# Amtrak guest rewards credit card



## Ann Daly (May 27, 2011)

Does anyone know about this card offered from Chase bank? The info says that you will receive 12,000points plus a companion coupon after you use it once. The fine print discusses travel in the Northeast crridor. So my question is, is it only good for travel in the east? I can't seem to find out at the Amtrak site. Thanks for your help. ~Andy


----------



## Jim G. (May 27, 2011)

AGR is my go-to card. I charge everything possible on it. Last year my wife and I traveled from Illinois to the West and East coasts in a roomette on AGR points. We loved every minute and mile. We rode the Empire Builder, Coast Starlight, California Zephyr, Texas Eagle, and Capitol Limited plus some regional trains. AGR and the Chase Amtrak card is a wonderful combo.


----------



## RRrich (May 27, 2011)

The Chase/AGR used to be my number one card, but I recently got a Wyndham rewards card that pays 2 AGR points/dollar right into my AGR account.

I've had it less than a billing cycle so I shall just wait and see if it is as good as it sounds.


----------



## the_traveler (May 27, 2011)

The 12,000 point sign up bonus is just added to your AGR account. The reason they mentioned the Northeast Corridor (NEC) trips is for simplicity only. If you have 3,000 other AGR points, it could be used for a 1 zone one way roomette trip for 2! Or it could be used for 12 trips on a special route. Or ...






I use mine for (almost) everything - even (if I can) to buy a newspaper. (Remember those old fashioned things?






) But mine is mainly used to buy "luxuries" like food and gas and "necessary items" like Amtrak travel!

Extracted records:
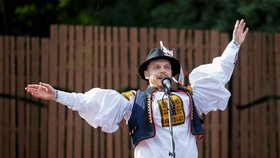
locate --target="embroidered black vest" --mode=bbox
[127,87,205,146]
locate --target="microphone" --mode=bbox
[161,77,171,90]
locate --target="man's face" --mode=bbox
[144,59,172,88]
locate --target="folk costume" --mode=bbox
[56,41,239,158]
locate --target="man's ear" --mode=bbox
[144,71,150,80]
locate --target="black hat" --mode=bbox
[138,48,181,80]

What to do:
(1) Answer these questions from the Amtrak card thread:
(a) What does the Chase card offer after you use it once?
(b) What type of accommodation did Jim G. and his wife use on their trip last year?
(c) How many AGR points per dollar does the Wyndham rewards card pay?
(2) Write out everything in the Amtrak card thread from "Does anyone know" down to "a wonderful combo.", switching "roomette" to "bedroom".
The entries have no connection to the Amtrak card thread.

Complete answers:
(1)
(a) 12,000 points plus a companion coupon
(b) A roomette
(c) 2 AGR points per dollar

(2)
Does anyone know about this card offered from Chase bank? The info says that you will receive 12,000points plus a companion coupon after you use it once. The fine print discusses travel in the Northeast crridor. So my question is, is it only good for travel in the east? I can't seem to find out at the Amtrak site. Thanks for your help. ~Andy


----------



## Jim G. (May 27, 2011)

AGR is my go-to card. I charge everything possible on it. Last year my wife and I traveled from Illinois to the West and East coasts in a bedroom on AGR points. We loved every minute and mile. We rode the Empire Builder, Coast Starlight, California Zephyr, Texas Eagle, and Capitol Limited plus some regional trains. AGR and the Chase Amtrak card is a wonderful combo.